Passage given ->
# Attn White Saddle Fans



## cycleboyco (Oct 6, 2007)

Thought I would post this on the Pinarello forum, since I have seen so many builds with white saddles.

I just hesitantly pulled the trigger on a team edition Selle Italia SLR gel flow, as I think it will look awesome with my UCI white Paris.

My question for you white saddle owners is if you have any tips for keeping the saddle from looking too dingy or for cleaning the saddle. I know I am opening myself up to some wisecracks, but hope to get some good advice along with the flaming arrows. If I can keep the saddle looking half decent, I may even be able to convince myself to use white tape


----------



## Frankie13 (Feb 11, 2007)

Not a bad question then I was thinking to put a Fizik saddle in white on my new prince build up but hesitate because of the keeping clean issue.


----------



## MaskofPain (Jul 19, 2007)

I wish i could help - but i have had 2 white saddles... Fizik Arrione, and Selle Italia... both were white and crisp for maybe 2 rides. I ride with mostly black bike shorts.... and they are not cheap shorts by any means and they leech onto the white saddle. I first thought it could of been the Fizik material... and after riding that saddle for 2,000 miles i realized it wasn't the right fit for me so i went with a Selle with a cutout (in white). After a few rides- it also started to get this blueish black hue to it.

so if anyone has any advice......

As for white tape... .FIZIK bar tape in white RULES.... super easy to keep clean.


----------



## seahuston (Sep 2, 2005)

I have had good succes in cleaning saddles and bar tape and hudz with simple green. I dont know the exact concentrations i use, experiment a bit, make sure it doesnt discolor your saddle.


----------



## rvddb (Dec 29, 2007)

I have thousands of miles on my white fizik and i think it looks fine. 

Furniture stores sell small leather cleaning kits that really do the job. Or you can call one of your local Chem-Dry carpet cleaning franchises - some of them sell a really good DIY kit too. go to their website www.chemdry.com and search your zip code.

As for bar tape, the key for me is keeping your gloves clean.


----------



## cycleboyco (Oct 6, 2007)

*Thanks for the tips*

Thanks everyone for your thoughts and tips. I had not thought of the simple green or leather cleaning kits from furniture stores. We'll see how it goes - I guess I can always buy another saddle if I can't keep it clean or it bothers me too much. As my LBS said, if the saddle starts to look dirty, I can buy some Lightweight wheels and no one will notice the saddle (probably only half-kidding, since he says KACHING! every time I walk through the door).


----------



## KennyG (Mar 6, 2007)

What you will do ->
a: In the white saddle thread, what product does seahuston say worked well for cleaning saddles and bar tape?
b: Does each statement agree with the white saddle thread? Answer yes or no for each, quoting the words that decide it.
(i) MaskofPain's white saddles stayed crisp for about 2,000 miles.
(ii) rvddb says clean gloves are the key to clean bar tape.
(iii) cycleboyco bought a white Fizik saddle.
c: Carry the white saddle thread on from its last line by writing the post that comes next.
The items after the white saddle thread have no part in this work.

Records ->
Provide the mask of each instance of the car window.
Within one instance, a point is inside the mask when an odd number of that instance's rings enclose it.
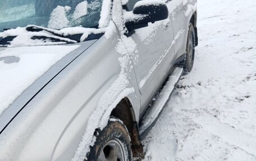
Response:
[[[126,10],[129,11],[132,11],[134,4],[139,1],[140,0],[129,0],[126,6]]]
[[[103,0],[0,0],[0,32],[37,25],[97,27]]]

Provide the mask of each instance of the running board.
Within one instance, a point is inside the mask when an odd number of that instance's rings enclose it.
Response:
[[[150,130],[156,124],[165,105],[169,100],[182,72],[183,68],[176,67],[167,78],[164,86],[157,93],[152,103],[149,104],[139,125],[140,136],[141,140],[145,138]]]

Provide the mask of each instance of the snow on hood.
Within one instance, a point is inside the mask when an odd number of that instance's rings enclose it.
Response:
[[[80,45],[0,48],[0,116],[51,66]]]

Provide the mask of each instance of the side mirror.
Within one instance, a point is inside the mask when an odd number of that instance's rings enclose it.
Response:
[[[125,34],[129,36],[135,33],[135,29],[147,27],[149,22],[165,20],[168,15],[167,6],[163,2],[154,0],[139,1],[126,19],[125,26],[128,33]]]
[[[159,1],[144,0],[136,3],[132,12],[134,15],[143,16],[143,18],[134,21],[134,24],[154,23],[167,19],[169,13],[167,6],[164,2]]]

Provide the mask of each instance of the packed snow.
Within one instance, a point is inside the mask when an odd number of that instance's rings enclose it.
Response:
[[[194,69],[143,141],[144,161],[256,160],[255,8],[198,1]]]
[[[0,79],[0,116],[52,65],[79,47],[39,46],[1,50],[0,76],[8,79]]]

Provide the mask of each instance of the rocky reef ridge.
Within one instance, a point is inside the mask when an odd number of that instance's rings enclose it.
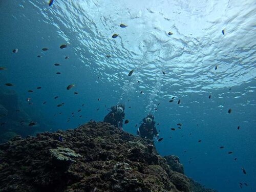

Replies ->
a: Simple Green.

b:
(i) No: "both were white and crisp for maybe 2 rides."
(ii) Yes: "As for bar tape, the key for me is keeping your gloves clean."
(iii) No: "pulled the trigger on a team edition Selle Italia SLR gel flow"

c:
Along these lines, I have been watching the Tour of CA on tv and noticed that all but a couple of the pro's bikes have white bar tape and white saddles. Is this the new fad, or have I just never paid attention to this before? Perhaps it is a tv thing - they think the white looks better for tv viewing. 95% of the amature riders I see and ride with use black tape and black saddles. I have always used black, but was thinking about going to white for my new build. I really like the look of the white, but was worried it would get dingy and look old before its time. Based on this post, it sounds like it is possible to keep them looking clean with a little extra effort. I just am not looking forward to the day when I have to re-mount my chain by hand during a ride and end up getting nasty black grease all over my white tape!!!


----------



## Frankie13 (Feb 11, 2007)

Thats why I have always rubber gloves in my saddle bag they don't take any space,put them on for a quick repair and throuw them away after finishing you repair.Always clean hands.Works great for me.


----------



## KennyG (Mar 6, 2007)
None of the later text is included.